What you have to do – Swap "keypoint" for "marker" everywhere it occurs in the items below, and reproduce all of the items with nothing else changed.
=== Entries ===
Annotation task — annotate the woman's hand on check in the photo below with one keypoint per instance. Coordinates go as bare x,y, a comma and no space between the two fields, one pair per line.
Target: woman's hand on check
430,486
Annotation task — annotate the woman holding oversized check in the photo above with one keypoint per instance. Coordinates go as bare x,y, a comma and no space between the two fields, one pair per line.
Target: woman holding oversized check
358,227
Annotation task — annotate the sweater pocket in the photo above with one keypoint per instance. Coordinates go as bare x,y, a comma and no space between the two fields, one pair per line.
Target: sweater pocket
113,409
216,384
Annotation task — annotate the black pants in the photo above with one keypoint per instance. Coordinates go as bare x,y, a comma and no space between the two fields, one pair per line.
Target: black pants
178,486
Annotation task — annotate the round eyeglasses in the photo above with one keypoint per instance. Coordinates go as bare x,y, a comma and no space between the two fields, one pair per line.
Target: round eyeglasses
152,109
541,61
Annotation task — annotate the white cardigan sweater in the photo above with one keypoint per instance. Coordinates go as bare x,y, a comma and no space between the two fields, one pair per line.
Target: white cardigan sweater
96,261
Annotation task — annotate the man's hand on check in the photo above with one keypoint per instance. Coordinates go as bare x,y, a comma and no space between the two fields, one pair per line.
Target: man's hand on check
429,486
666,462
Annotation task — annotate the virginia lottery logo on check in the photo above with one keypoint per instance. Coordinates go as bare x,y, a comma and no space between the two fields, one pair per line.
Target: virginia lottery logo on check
===
Task answer –
Annotation task — annotate the woman's hand on check in the photo below with one marker per instance. Coordinates go as bare x,y, a comma and no space between the two fields, one pair per line.
Target: woman's hand on check
430,486
Annotation task — annotate the woman holding oversized check in the photo above with one marker per instance. Coordinates go as bare x,y, a comma and no space between the two fields, one pair per line.
Target: woman holding oversized check
358,227
Annotation task — annotate the sweater pocket in the photo above with one marker per instance. Coordinates go as bare x,y, a comma and no space between the two fields, one pair per line.
Target: sweater pocket
113,409
216,384
Annotation task — annotate the black pants in the photo above with one marker per instance. Coordinates go as bare x,y, a comma and no space between the two fields, one pair per line.
Target: black pants
178,486
Annotation task — annotate the round eyeglasses in the photo above with one marker per instance. Coordinates go as bare x,y, a comma and no space between the two fields, one pair per line.
Target: round eyeglasses
152,109
541,61
Annotation task — annotate the white cardigan sweater in the photo above with one marker per instance. Coordinates go as bare x,y, a comma and no space between the two fields, one pair per line.
Target: white cardigan sweater
96,261
Annotation task — annotate the man's hand on check in the photo above with one marker per instance. Coordinates go as bare x,y, a comma and no space between the two fields, one pair per line.
Target: man's hand on check
429,486
666,462
Annotation task — annotate the virginia lottery logo on check in the photo above with one marker per instance. Coordinates go as bare x,y, a comma and no space between the two fields, one pair per line.
Target: virginia lottery logo on check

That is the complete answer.